▸ **What this task involves**:
Restate word for word the lines of the entries below, starting with the line that holds "like [[49, 336]]." and ending with the line that holds "like [[696, 131]].", and no others.

▸ **Supplied information**:
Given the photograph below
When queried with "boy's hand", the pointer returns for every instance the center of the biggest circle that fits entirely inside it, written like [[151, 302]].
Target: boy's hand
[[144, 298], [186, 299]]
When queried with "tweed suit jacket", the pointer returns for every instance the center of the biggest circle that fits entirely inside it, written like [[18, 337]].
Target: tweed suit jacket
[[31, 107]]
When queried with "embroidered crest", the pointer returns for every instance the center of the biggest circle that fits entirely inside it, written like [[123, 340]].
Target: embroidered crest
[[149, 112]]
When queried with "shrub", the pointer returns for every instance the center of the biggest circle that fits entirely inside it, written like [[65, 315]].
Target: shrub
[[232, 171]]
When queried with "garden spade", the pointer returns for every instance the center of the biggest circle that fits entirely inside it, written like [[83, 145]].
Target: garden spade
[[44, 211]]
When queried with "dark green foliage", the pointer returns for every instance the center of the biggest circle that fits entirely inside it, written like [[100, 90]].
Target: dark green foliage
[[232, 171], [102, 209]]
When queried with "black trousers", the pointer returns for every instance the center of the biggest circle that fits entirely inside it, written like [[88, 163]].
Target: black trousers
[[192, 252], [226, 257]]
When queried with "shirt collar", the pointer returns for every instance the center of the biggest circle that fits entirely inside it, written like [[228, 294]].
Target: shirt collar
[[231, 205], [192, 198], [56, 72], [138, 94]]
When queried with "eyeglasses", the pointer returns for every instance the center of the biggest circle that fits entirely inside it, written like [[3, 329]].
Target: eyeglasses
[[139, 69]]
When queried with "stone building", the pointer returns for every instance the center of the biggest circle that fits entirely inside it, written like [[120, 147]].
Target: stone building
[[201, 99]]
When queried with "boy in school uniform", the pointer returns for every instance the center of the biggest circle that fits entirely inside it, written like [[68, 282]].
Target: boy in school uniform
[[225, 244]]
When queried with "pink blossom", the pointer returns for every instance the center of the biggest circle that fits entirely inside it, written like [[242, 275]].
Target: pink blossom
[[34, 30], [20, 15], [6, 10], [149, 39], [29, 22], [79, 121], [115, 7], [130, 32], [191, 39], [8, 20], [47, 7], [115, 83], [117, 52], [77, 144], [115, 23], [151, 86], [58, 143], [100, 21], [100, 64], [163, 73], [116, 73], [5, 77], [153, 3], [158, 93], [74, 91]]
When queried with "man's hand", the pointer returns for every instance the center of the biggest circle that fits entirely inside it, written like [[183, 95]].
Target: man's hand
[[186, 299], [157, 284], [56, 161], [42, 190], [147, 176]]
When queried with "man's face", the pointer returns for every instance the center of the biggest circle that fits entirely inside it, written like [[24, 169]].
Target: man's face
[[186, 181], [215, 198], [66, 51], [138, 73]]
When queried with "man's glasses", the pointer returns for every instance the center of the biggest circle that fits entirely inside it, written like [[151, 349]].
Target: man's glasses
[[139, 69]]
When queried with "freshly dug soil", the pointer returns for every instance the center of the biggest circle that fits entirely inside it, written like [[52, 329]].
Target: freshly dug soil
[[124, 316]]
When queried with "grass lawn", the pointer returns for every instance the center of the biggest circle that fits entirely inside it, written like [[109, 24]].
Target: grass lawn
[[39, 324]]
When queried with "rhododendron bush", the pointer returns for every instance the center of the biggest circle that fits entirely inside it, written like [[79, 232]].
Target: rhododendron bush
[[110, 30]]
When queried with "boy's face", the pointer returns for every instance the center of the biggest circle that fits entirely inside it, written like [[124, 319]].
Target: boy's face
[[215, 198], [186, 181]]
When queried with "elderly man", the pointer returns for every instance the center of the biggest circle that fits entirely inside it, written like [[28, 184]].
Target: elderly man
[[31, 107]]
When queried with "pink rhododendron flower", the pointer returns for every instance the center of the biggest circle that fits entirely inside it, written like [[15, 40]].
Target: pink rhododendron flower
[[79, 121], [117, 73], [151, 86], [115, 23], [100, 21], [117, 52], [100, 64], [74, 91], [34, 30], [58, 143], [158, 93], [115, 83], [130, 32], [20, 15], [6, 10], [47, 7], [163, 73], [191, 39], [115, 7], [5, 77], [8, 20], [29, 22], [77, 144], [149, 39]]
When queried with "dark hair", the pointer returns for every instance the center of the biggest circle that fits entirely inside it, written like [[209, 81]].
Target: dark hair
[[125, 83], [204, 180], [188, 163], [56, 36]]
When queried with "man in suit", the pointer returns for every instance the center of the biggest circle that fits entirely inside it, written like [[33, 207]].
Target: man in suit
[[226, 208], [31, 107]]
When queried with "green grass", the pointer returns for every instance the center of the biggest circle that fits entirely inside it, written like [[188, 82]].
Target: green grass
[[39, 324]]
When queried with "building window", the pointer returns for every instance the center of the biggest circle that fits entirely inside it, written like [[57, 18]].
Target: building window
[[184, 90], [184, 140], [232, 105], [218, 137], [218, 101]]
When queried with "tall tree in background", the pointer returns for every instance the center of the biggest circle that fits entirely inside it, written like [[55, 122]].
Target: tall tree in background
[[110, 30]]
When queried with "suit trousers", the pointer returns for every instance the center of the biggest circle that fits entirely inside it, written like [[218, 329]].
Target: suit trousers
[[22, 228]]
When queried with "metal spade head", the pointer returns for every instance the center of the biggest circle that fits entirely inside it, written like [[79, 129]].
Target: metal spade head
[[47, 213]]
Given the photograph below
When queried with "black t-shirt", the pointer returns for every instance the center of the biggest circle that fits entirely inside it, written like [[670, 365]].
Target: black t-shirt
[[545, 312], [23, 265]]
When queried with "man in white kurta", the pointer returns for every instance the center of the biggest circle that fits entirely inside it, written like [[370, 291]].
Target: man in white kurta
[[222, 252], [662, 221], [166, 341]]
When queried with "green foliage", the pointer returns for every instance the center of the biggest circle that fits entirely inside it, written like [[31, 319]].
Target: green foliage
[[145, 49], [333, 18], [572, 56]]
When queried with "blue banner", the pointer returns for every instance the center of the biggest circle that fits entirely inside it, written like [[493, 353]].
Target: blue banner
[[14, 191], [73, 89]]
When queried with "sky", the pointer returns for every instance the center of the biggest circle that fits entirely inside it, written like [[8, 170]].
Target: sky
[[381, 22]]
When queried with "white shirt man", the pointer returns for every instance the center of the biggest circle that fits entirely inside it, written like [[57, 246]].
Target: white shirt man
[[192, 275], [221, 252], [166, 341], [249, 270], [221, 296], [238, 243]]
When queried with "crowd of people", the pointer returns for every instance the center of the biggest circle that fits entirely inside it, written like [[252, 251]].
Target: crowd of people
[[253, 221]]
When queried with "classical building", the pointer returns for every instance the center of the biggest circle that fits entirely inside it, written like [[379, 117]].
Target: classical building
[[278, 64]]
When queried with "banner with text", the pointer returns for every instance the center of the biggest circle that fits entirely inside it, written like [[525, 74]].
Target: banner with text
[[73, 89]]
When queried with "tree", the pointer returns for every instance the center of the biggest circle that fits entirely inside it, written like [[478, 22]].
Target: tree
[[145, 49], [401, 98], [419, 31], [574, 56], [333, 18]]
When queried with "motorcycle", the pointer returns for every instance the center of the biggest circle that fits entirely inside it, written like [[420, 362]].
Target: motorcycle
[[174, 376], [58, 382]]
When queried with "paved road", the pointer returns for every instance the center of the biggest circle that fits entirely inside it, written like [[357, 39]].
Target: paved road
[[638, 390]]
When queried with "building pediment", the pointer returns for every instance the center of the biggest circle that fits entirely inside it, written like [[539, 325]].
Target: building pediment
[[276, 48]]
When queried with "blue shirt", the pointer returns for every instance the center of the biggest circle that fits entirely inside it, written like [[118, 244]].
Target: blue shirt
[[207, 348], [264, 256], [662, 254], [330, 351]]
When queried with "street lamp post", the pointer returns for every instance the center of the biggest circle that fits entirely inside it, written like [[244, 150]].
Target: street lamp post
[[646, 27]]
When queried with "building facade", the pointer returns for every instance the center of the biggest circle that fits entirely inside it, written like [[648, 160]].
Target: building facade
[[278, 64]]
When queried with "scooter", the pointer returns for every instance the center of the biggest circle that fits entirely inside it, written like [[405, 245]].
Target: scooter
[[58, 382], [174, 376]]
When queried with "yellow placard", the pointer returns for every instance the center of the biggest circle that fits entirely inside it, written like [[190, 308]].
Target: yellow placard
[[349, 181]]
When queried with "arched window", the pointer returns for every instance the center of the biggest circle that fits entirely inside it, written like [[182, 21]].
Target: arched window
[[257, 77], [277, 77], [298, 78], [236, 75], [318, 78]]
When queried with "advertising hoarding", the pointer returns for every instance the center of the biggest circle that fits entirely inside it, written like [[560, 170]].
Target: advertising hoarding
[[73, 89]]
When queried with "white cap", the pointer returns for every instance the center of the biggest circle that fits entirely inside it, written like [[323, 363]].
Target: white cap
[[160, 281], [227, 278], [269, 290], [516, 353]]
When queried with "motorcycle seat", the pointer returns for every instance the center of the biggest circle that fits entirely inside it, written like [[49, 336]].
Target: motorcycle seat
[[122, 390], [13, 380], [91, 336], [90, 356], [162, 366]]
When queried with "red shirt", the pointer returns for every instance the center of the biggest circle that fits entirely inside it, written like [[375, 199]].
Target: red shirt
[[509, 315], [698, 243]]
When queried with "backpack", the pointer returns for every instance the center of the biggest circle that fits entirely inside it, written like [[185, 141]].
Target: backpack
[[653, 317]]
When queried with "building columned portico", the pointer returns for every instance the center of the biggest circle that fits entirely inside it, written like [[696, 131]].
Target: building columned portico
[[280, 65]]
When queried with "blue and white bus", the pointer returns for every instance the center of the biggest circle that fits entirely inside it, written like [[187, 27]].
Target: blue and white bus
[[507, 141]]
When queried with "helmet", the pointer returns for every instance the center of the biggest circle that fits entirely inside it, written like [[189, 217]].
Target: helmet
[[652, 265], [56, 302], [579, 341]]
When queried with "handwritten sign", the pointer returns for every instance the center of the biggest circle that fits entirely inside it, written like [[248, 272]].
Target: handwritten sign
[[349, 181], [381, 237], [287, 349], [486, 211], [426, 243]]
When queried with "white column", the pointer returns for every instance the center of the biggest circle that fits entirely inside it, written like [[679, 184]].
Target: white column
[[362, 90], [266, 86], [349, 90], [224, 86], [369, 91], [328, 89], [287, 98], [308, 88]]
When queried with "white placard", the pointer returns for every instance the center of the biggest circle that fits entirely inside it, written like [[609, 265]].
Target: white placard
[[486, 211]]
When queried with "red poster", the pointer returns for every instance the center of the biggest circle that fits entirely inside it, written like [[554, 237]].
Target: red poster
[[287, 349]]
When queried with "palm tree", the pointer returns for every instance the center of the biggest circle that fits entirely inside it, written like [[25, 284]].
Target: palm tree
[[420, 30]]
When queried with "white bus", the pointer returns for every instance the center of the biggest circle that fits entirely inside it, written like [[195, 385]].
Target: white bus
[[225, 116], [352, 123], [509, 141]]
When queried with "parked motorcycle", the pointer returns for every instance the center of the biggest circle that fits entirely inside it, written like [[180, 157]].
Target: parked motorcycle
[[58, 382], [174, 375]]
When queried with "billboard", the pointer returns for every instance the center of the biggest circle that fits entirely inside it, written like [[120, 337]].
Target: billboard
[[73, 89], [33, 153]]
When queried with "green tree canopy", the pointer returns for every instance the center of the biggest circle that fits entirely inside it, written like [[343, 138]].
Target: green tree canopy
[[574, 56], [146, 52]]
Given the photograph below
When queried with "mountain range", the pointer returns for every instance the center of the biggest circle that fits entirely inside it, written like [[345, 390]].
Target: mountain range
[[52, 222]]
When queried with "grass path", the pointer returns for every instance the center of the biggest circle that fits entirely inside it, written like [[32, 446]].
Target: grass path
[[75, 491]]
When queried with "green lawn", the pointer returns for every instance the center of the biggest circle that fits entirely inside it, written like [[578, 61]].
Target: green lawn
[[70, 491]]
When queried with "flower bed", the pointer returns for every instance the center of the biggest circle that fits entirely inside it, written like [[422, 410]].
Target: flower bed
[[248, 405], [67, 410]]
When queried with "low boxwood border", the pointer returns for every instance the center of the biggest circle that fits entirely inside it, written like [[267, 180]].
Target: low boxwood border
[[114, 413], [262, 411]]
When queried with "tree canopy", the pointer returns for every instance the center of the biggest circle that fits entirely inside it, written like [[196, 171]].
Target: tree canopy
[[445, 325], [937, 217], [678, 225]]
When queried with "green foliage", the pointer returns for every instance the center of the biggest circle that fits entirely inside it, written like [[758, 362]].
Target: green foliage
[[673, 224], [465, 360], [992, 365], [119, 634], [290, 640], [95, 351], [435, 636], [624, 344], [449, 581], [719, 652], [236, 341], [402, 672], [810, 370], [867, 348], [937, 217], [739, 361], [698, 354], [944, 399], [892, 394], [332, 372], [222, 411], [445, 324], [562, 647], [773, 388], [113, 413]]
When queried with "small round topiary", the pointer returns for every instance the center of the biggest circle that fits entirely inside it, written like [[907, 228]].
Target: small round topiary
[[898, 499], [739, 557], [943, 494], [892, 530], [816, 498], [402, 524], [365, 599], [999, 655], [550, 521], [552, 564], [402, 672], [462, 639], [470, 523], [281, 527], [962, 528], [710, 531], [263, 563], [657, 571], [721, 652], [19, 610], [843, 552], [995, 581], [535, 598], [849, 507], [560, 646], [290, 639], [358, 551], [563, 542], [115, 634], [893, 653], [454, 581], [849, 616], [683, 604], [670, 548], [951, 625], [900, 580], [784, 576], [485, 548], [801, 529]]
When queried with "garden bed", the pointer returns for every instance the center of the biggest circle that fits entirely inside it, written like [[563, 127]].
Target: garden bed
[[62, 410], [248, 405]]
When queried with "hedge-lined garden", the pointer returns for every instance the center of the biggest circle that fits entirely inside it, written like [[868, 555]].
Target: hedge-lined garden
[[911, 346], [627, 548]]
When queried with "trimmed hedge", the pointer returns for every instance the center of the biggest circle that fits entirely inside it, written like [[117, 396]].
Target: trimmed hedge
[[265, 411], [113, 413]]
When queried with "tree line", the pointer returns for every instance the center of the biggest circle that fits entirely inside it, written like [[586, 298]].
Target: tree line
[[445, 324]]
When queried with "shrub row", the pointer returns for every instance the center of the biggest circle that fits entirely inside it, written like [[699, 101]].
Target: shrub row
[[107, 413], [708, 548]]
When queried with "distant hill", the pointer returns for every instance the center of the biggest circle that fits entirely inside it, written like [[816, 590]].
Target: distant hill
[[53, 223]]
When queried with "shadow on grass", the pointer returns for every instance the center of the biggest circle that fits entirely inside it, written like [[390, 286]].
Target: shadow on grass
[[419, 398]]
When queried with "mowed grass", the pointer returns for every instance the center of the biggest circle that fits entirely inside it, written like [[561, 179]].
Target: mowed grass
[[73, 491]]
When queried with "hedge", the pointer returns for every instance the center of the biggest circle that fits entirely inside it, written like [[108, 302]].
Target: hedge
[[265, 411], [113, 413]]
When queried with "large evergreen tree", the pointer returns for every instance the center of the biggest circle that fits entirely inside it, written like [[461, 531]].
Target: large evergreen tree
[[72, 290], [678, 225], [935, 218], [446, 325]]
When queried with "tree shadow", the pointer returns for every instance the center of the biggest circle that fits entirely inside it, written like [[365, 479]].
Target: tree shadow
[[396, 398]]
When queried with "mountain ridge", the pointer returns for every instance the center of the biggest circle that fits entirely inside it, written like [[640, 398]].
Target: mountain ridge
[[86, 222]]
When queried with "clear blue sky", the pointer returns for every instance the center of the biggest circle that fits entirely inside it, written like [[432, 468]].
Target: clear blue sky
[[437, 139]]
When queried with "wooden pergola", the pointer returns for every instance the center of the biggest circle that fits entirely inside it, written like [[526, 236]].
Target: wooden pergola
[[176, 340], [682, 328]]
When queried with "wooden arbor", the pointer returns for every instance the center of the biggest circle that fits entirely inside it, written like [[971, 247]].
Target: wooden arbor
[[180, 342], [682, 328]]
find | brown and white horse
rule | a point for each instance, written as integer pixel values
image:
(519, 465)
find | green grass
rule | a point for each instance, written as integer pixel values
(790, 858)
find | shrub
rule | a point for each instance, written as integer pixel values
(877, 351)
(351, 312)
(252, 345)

▸ **Result below**:
When queried with "motorcycle seat", the pointer returns for every instance the center of the biggest circle that fits entirely inside it, written like [[49, 336]].
Target: motorcycle seat
[[122, 390], [13, 380], [91, 336], [90, 356], [162, 366]]
When queried with "red shirt", the pointer returns for every instance the center of the biggest circle that fits entirely inside it, written like [[375, 199]].
Target: red shirt
[[509, 315], [698, 243]]
When queried with "backpack", the pointer returns for every instance the center of the biggest circle that fits entirely inside it, written like [[185, 141]].
Target: backpack
[[653, 317]]
When queried with "building columned portico", the pointer returns for every instance the center of the biggest circle that fits entirely inside it, written like [[696, 131]].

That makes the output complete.